### Document segment
######

When it comes to bird deaths, wind energy is repeatedly put into the pillory in the public discussion. Other factors play a much greater role, but at most times, they are not taken into serious consideration. A simple view from the window might help to change that though…

It is not to be dismissed and it happens again and again: birds are getting lost in wind power plants and killed. Wind turbines are therefore often called "bird-shredders" by wind energy opponents and, in their view, should be banned. Apart from the obvious polemic, however, the proportionality of the criticism is to be questioned when figures are compared.

Overall, it is very difficult to obtain reliable figures on this issue, since not all dead birds are entering the statistics. The carcasses are often eaten by other animals or decayed somewhere in the high grass in the vicinity of the plants without ever being found, according to the BUND, a German environmental organisation.

It is possible though to reduce the number of bird deaths by different measures as early as the planning stage of the facilities: The measures range from appropriate distances to flight routes and nesting sites to the temporary shutdown of  turbines in periods of particularly high bird flight.

Accurate numbers are difficult to collect

In Germany, it is estimated that between 10,000 and 200,000 birds are killed in wind turbines every year, depending which estimation you believe. At first sight, these figures appear to be very high, but the number has to be put in relation to the installed wind turbines: at the end of 2016 there were over 27,000 wind turbines in Germany, according to German wind energy industry association BWE. Thus, on the average, assuming the highest estimate, there were seven dead birds per year and plant.

Habitat in danger

On the list of causes for bird deaths, however, wind power plants are not particularly far ahead. At the very top, the destruction of the birds' habitat is found. Intensive agriculture, clearing of forests and the impregnation of green areas lead to fewer breeding grounds and a dramatic decline, for example, of insects, one of the main foodstuffs of the animals.

######

### Short exercise a
How many wind turbines were in Germany at the end of 2016, according to the wind energy article?
The wind energy article is unrelated to the rows that come next.

######

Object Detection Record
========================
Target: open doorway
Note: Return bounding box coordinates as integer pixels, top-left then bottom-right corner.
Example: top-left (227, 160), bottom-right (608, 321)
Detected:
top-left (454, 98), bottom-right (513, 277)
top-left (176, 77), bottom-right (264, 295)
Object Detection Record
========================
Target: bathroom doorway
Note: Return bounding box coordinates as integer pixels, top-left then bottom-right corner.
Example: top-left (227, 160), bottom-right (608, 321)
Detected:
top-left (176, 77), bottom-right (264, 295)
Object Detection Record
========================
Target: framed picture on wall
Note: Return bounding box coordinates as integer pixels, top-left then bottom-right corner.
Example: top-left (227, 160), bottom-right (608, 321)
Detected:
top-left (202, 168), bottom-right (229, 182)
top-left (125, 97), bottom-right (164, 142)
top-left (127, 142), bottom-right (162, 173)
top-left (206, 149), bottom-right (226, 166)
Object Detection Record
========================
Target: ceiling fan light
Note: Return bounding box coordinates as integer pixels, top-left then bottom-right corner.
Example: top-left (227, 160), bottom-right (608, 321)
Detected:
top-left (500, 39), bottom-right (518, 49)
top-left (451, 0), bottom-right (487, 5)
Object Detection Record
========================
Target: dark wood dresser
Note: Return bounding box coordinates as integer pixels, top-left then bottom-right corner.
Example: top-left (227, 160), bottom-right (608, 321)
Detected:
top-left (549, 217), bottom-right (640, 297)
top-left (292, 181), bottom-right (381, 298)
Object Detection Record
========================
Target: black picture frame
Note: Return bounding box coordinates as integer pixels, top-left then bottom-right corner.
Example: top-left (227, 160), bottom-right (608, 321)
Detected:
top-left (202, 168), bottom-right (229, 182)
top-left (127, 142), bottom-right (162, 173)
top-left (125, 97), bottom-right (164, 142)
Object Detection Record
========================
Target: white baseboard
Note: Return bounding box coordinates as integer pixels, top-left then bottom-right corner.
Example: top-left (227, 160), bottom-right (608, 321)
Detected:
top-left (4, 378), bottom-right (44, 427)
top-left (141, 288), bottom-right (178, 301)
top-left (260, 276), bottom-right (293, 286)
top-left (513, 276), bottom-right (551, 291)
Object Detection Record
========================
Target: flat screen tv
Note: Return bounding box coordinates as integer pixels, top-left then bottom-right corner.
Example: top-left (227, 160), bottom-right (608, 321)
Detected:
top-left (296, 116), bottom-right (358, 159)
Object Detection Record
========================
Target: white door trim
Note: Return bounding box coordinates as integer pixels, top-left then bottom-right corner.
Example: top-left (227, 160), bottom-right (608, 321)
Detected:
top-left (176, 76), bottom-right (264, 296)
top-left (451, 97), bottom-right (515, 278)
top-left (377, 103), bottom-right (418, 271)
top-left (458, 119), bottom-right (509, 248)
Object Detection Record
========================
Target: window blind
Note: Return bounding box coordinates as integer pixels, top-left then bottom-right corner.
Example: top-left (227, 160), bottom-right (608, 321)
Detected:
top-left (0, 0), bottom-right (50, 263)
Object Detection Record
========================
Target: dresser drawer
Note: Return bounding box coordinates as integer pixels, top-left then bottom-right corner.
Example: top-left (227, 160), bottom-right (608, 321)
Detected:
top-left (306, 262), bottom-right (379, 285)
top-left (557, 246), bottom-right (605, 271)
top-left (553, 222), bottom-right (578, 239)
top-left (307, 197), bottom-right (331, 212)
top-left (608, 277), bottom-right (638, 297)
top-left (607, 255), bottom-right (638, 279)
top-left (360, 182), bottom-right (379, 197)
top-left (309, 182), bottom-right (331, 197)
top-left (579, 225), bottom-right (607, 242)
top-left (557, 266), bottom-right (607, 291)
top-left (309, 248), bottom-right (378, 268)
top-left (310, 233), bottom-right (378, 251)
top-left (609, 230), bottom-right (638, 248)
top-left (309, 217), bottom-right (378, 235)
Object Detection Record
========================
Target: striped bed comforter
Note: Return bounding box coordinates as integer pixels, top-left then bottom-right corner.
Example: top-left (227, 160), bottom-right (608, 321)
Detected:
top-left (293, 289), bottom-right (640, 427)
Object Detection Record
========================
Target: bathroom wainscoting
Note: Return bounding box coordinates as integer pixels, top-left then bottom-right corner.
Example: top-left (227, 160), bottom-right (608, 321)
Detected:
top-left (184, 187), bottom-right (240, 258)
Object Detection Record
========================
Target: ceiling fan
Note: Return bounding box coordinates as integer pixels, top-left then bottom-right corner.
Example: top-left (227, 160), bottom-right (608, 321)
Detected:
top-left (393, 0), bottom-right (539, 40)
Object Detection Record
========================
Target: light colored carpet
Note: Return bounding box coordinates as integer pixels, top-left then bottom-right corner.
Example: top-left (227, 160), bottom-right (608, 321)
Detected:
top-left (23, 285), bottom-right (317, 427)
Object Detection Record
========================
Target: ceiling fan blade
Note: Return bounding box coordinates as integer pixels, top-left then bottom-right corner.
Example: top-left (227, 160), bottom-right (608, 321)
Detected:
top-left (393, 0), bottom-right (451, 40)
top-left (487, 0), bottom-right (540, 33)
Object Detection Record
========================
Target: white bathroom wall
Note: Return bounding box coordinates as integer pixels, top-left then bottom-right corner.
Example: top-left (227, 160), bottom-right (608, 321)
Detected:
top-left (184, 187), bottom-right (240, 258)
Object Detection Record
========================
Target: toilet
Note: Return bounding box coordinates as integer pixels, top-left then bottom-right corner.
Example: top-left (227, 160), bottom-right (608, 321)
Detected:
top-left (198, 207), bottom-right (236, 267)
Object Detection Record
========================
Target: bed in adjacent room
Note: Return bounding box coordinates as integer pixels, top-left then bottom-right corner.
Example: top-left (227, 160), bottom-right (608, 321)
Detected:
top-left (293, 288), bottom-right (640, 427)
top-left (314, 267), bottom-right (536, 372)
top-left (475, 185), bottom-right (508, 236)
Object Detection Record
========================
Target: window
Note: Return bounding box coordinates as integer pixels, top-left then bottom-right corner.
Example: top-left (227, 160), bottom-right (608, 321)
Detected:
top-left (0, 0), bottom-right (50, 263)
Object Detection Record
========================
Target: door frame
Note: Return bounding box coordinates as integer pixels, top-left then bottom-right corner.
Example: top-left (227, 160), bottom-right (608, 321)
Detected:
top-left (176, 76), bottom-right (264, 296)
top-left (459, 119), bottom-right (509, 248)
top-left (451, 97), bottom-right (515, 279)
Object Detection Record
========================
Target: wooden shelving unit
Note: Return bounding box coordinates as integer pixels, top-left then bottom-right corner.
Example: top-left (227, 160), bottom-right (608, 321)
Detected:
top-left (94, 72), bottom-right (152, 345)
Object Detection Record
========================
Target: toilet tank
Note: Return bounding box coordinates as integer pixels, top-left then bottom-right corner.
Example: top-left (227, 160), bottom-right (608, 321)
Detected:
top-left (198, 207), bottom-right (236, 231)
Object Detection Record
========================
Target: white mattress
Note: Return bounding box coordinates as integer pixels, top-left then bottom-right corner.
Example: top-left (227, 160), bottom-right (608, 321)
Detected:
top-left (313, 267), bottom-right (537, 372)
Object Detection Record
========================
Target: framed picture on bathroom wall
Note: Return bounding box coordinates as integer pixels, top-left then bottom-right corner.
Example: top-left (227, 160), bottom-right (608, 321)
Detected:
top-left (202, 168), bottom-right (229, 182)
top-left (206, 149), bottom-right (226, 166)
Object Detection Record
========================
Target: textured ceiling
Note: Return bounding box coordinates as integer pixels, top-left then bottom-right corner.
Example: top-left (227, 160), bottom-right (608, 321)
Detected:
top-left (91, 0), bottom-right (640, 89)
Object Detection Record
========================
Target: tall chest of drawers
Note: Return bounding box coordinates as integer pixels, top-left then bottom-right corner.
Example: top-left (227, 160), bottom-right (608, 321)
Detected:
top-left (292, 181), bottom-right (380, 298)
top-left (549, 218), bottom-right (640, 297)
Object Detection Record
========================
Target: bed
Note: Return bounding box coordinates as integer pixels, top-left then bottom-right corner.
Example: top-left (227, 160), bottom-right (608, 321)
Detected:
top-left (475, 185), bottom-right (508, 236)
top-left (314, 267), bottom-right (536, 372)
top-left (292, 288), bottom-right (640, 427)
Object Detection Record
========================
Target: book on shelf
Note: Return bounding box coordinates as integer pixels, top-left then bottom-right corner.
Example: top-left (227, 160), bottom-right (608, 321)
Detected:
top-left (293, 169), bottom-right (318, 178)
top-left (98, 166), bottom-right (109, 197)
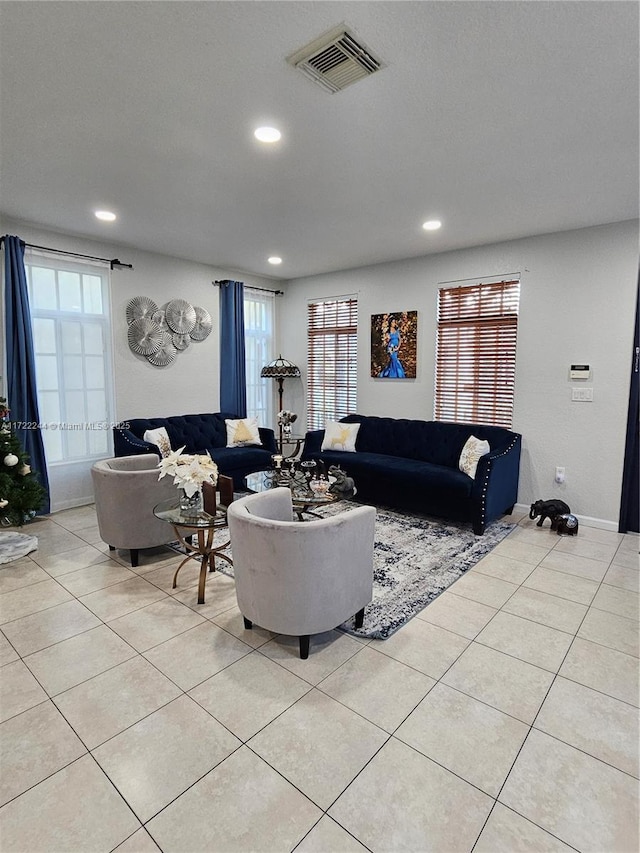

######

### Short exercise b
Which lines of the rows contain the string "white"? Pull out each of them.

### Task result a
Over 27,000.

### Task result b
Target: white baseboard
Target: white door trim
Target: white bathroom wall
Target: white mattress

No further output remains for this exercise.